> _What you have to do_: All entries below are to be copied precisely as they appear.

--- Supplied material Enclosed Below ---

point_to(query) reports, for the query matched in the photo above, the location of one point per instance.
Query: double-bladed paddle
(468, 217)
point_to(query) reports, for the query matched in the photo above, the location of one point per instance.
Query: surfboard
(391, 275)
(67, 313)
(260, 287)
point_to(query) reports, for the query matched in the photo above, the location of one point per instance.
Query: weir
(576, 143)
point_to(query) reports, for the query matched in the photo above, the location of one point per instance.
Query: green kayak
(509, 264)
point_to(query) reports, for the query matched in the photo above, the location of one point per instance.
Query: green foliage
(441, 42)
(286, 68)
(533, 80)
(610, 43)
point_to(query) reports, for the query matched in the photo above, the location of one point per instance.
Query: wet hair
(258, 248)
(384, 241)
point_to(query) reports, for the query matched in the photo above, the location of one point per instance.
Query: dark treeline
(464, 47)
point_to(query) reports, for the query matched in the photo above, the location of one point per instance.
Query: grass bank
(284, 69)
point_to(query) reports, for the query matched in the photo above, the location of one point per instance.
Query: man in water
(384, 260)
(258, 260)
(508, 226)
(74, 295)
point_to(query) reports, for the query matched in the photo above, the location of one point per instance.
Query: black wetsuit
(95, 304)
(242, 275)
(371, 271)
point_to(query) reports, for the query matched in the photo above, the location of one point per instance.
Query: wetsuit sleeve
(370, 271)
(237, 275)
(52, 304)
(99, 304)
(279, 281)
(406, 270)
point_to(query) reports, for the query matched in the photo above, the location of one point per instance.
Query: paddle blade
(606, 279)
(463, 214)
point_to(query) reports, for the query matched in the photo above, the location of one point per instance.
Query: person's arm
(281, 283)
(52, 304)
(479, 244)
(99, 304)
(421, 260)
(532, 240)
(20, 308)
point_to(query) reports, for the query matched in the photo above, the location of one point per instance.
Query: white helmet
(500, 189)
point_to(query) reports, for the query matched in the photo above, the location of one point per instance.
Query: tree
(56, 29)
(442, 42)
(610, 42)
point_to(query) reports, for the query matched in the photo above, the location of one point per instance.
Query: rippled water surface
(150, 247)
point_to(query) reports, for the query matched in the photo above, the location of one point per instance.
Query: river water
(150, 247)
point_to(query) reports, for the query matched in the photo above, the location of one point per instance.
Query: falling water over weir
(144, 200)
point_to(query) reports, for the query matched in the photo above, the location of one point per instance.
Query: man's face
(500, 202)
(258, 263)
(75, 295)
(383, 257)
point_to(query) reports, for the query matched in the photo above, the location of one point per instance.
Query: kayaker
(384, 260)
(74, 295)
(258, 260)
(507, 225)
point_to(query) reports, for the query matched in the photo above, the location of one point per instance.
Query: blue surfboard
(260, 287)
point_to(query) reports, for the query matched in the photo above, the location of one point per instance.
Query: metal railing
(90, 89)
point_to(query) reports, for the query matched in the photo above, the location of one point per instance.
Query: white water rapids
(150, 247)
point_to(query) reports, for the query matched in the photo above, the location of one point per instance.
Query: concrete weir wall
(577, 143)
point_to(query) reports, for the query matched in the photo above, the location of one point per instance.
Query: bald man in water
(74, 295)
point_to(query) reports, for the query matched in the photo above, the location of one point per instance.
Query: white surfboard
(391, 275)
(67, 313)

--- End of Enclosed Supplied material ---

> _Answer to this task_:
point_to(query) reports, for the query matched in the photo above, the location of one point per instance.
Query: double-bladed paddle
(468, 217)
point_to(query) reports, for the query matched in the photo above, the location of one point per instance.
Query: surfboard
(391, 275)
(67, 313)
(260, 287)
point_to(query) reports, for the query matched in the photo above, the location of one point per instance.
Query: weir
(576, 143)
point_to(query) reports, for the query matched in the photo above, the location of one point per instance.
Query: green kayak
(509, 264)
point_to(query) reports, for the query matched in the photo above, the location of one point per instance.
Query: green foliage
(441, 42)
(286, 68)
(533, 80)
(610, 43)
point_to(query) reports, for the query matched in the photo above, the location of one point per instance.
Query: wet hair
(258, 248)
(384, 241)
point_to(query) reports, for the query matched in the photo above, the location of one point per instance.
Query: dark treeline
(464, 47)
point_to(query) reports, for the query matched in the photo above, the location of one point per instance.
Query: grass bank
(284, 69)
point_to(query) reports, for the query matched in the photo above, the location of one point per instance.
Query: man in water
(384, 260)
(258, 260)
(508, 226)
(74, 295)
point_to(query) reports, for the query matched in the photo above, the location of one point per instance.
Query: black wetsuit
(95, 304)
(242, 275)
(371, 271)
point_to(query) reports, for the query matched in the photo above, the location of one point per instance.
Query: wetsuit sleeve
(370, 271)
(237, 275)
(52, 304)
(99, 304)
(279, 281)
(406, 270)
point_to(query) reports, for the query matched in the photo above, the location of one point per instance.
Query: paddle blade
(606, 279)
(463, 214)
point_to(query) reports, for the query matched in the photo above, the location of one point per instance.
Query: person's arm
(281, 283)
(52, 304)
(479, 244)
(99, 304)
(421, 260)
(532, 240)
(20, 308)
point_to(query) reports, for the query matched in the photo above, the location of one point per instance.
Query: white helmet
(500, 189)
point_to(query) reports, for the query matched in the photo above, the location of one point per instance.
Query: tree
(56, 29)
(442, 42)
(610, 42)
point_to(query) reports, for the query matched in the photo above, the location of one point per instance.
Query: rippled water surface
(150, 247)
point_to(query) reports, for the query matched in the photo above, the location of one point per instance.
Query: river water
(150, 247)
point_to(query) reports, for the query matched in the photo above, the location of one point per instance.
Query: falling water over weir
(144, 200)
point_to(query) reports, for the query matched in the photo above, the location of one point per instance.
Query: man's face
(500, 202)
(258, 263)
(75, 295)
(383, 257)
point_to(query) reports, for the query matched in the photo above, the location of one point per instance.
Query: kayaker
(384, 260)
(74, 295)
(258, 260)
(507, 225)
point_to(query) reports, for the query matched in the photo above, the location of one point per instance.
Query: blue surfboard
(260, 287)
point_to(query) reports, for the query matched in the photo above, the location of one point per instance.
Query: metal railing
(90, 89)
point_to(query) reports, for the query matched in the photo above, the location of one point per instance.
Query: white water rapids
(150, 247)
point_to(query) reports, for the query matched in the photo above, the location of one point per instance.
Query: concrete weir wall
(577, 143)
point_to(query) reports, for the query matched in the photo above, the location of one point per instance.
Query: bald man in water
(74, 295)
point_to(query) reports, for the query matched in the photo above, the location of one point per instance.
Query: white surfboard
(391, 275)
(67, 313)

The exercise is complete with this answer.